PROMPT
Print, from the listing below, the lines starting at the line containing "the horse and" and ending at the line containing "the horse's front", exactly as they stand, and print nothing else.

INPUT DATA
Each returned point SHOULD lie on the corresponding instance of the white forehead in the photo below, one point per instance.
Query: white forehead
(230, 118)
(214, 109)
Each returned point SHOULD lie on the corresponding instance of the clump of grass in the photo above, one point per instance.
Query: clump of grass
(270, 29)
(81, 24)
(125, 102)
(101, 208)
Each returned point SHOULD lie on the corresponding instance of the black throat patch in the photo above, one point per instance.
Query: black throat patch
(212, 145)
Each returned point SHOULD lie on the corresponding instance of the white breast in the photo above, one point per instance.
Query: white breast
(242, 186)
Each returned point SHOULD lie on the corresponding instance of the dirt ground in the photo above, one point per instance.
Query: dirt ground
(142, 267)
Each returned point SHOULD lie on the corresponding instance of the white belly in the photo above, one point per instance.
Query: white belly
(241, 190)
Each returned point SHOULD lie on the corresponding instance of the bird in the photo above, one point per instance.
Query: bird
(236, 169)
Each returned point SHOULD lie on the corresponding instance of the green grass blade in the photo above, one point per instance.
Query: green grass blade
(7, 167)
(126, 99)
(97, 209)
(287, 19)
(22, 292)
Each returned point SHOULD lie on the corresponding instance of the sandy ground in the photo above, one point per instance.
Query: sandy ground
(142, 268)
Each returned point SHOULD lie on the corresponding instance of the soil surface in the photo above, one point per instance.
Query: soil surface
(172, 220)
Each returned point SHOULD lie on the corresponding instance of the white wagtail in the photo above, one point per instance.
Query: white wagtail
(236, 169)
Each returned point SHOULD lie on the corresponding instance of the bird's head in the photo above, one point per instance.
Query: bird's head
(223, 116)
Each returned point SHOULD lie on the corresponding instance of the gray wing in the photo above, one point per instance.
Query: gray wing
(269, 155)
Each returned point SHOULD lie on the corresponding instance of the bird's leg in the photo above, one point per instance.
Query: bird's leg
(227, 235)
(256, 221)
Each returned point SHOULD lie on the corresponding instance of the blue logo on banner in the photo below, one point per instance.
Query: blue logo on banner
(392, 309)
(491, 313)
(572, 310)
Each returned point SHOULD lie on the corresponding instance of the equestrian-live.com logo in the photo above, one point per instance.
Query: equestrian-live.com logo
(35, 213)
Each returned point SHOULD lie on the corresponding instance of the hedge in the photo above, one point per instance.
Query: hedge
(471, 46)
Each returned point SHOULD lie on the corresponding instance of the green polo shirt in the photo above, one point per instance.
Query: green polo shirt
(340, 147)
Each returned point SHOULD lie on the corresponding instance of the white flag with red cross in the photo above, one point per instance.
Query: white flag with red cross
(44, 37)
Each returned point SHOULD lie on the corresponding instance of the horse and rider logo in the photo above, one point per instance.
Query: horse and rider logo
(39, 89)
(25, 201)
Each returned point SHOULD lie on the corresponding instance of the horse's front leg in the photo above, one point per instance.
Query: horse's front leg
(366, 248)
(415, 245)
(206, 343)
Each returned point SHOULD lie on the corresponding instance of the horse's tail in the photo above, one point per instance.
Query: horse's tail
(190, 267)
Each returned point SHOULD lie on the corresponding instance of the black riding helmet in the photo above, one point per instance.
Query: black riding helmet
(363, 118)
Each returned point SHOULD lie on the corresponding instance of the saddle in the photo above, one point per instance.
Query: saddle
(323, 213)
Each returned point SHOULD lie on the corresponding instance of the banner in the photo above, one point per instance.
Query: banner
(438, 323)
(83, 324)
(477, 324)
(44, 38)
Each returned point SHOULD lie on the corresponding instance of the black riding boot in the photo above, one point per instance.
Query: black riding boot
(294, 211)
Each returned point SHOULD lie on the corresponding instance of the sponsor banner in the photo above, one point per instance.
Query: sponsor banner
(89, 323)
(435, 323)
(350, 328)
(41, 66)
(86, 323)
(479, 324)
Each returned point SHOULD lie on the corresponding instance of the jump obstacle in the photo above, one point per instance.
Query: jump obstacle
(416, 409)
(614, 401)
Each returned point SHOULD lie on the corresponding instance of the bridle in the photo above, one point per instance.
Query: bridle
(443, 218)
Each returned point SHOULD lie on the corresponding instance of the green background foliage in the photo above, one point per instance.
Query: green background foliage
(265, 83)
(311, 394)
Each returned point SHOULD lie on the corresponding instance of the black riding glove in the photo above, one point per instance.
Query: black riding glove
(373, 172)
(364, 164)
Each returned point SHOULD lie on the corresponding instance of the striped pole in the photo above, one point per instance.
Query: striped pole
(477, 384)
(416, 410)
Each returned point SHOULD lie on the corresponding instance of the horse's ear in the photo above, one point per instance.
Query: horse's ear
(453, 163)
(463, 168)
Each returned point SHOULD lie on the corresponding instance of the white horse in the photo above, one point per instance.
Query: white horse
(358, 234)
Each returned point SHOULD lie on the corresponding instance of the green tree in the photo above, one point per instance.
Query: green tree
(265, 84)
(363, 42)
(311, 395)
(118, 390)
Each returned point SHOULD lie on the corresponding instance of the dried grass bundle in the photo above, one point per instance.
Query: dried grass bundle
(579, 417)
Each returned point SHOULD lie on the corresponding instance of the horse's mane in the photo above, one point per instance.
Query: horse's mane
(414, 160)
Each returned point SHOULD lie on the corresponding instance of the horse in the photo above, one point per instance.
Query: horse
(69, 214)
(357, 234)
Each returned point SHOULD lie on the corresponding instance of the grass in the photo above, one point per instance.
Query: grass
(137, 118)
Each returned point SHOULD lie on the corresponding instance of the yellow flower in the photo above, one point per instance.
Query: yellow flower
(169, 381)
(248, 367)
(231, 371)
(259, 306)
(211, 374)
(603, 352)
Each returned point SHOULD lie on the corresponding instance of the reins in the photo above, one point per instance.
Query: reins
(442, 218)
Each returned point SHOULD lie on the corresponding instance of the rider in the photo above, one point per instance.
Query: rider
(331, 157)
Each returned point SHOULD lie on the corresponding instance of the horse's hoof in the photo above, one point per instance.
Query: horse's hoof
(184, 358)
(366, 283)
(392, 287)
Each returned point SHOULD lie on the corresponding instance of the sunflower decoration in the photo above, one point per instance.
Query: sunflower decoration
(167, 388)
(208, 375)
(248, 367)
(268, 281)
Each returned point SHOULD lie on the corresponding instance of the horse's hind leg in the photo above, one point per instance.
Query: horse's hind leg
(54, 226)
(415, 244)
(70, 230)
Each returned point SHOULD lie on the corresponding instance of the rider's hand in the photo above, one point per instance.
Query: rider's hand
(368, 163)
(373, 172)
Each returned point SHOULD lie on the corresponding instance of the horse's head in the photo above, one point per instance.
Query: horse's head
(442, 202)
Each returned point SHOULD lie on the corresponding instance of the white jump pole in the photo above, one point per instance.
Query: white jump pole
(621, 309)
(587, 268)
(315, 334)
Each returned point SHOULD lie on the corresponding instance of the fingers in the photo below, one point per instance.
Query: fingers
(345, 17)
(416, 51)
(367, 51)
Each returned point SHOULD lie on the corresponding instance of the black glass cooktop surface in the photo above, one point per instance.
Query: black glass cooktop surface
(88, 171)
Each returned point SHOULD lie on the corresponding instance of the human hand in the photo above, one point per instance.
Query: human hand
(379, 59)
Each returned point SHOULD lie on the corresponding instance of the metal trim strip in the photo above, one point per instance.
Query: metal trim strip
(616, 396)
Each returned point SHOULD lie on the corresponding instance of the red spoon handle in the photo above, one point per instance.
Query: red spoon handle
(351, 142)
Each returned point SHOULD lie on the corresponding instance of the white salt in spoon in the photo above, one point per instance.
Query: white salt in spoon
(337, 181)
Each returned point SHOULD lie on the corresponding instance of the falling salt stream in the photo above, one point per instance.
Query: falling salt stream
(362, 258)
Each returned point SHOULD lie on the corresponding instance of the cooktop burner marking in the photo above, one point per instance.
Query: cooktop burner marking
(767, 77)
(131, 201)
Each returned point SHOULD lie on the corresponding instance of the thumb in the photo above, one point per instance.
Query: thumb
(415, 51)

ANSWER FOR THIS EXERCISE
Each returned point SHOULD lie on the corresponding instance of the horse and rider logo in the photo above, one point per instance.
Query: horse and rider logo
(39, 89)
(25, 201)
Each returned point SHOULD lie on the corresponding instance of the horse's front leg in the photo above, one point per instance.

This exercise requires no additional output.